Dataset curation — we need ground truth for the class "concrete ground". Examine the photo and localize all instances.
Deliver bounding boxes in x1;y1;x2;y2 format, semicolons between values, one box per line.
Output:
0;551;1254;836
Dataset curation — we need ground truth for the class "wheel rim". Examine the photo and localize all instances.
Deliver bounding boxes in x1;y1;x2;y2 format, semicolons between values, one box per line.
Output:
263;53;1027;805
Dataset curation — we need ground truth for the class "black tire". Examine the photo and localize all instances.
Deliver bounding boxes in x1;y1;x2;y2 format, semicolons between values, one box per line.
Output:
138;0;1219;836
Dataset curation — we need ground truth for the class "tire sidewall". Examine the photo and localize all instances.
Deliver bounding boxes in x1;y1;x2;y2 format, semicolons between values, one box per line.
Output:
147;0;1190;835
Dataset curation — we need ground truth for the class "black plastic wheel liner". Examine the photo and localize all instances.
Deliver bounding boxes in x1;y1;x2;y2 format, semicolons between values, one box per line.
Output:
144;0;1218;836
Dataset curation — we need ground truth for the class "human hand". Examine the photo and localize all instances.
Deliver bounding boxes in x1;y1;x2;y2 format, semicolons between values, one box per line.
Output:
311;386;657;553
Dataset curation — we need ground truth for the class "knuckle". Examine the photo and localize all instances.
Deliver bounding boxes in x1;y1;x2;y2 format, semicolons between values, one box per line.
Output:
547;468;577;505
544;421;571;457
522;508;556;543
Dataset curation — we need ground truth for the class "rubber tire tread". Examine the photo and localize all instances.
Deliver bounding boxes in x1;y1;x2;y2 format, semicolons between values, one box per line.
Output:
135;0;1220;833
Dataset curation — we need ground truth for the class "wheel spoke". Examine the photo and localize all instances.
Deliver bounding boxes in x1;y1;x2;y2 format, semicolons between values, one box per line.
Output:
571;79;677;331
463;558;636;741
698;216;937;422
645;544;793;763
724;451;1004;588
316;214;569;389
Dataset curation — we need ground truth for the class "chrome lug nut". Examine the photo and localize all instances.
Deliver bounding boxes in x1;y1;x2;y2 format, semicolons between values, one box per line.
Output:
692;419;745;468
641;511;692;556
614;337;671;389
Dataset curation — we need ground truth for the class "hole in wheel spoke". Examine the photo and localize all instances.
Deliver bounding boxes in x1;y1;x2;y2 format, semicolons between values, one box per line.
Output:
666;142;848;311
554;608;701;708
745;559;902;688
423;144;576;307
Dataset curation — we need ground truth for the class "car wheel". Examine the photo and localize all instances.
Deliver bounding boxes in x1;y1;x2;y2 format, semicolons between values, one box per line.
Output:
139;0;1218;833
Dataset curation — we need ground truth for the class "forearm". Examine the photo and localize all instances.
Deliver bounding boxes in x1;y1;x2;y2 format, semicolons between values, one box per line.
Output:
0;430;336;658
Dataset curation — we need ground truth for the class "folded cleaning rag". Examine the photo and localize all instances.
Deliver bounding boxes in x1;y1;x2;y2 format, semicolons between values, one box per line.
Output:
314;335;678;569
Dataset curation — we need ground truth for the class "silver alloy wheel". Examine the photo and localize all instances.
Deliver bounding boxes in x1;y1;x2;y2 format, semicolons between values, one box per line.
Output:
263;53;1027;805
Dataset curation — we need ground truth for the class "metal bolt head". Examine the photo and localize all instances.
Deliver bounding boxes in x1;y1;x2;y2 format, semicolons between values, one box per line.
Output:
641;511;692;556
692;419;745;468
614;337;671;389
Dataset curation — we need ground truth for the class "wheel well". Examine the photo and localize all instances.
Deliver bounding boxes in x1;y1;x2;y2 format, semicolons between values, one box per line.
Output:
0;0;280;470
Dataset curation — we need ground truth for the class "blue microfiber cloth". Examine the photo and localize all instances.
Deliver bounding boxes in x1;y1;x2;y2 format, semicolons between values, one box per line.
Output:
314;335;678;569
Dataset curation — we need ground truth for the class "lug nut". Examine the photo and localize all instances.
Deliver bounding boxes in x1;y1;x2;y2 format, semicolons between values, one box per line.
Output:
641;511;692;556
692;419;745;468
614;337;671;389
---*---
- **The exercise**
Convert the records above into a two-column CSV with the headers instruction and output, starting at the first line of the records and ending at the line that contains "311;386;657;553". Give one row per record, and put each field in double quotes with its line breaks replaced by spaces.

- **Exercise output**
instruction,output
"Dataset curation — we need ground truth for the class ""concrete ground"". Examine the photo and localize all instances. Deliver bounding boxes in x1;y1;x2;y2 format, semicolons between values, one box per line. Output:","0;551;1254;836"
"Dataset curation — we need ground truth for the class ""wheel rim"". Examine the photo and localize all instances. Deliver bounding boxes in x1;y1;x2;y2 format, semicolons between values, one box per line. Output:","263;53;1027;805"
"Dataset curation — we need ground truth for the class ""black tire"". Examine the photo and localize all instances. Deliver bounding boxes in x1;y1;x2;y2 format, semicolons between values, one box per line. Output:","138;0;1219;836"
"Dataset curation — we need ground truth for the class ""tire sidewall"". Examine the photo and localize all instances. Deliver bounding boxes in x1;y1;x2;y2 format, semicolons between values, one box per line. Output:","147;0;1190;835"
"Dataset curation — we need ground truth for the class ""black plastic wheel liner"". Examine the photo and localize all instances. Deliver bounding boxes in x1;y1;x2;y2 format, semicolons between values, one box per line. Output:","144;0;1218;836"
"Dataset curation — we need ground truth for the class ""human hand"". Examine the photo and localize all instances. Deliver bounding boxes in x1;y1;x2;y2 format, semicolons between values, one box per line. Output:","311;386;657;553"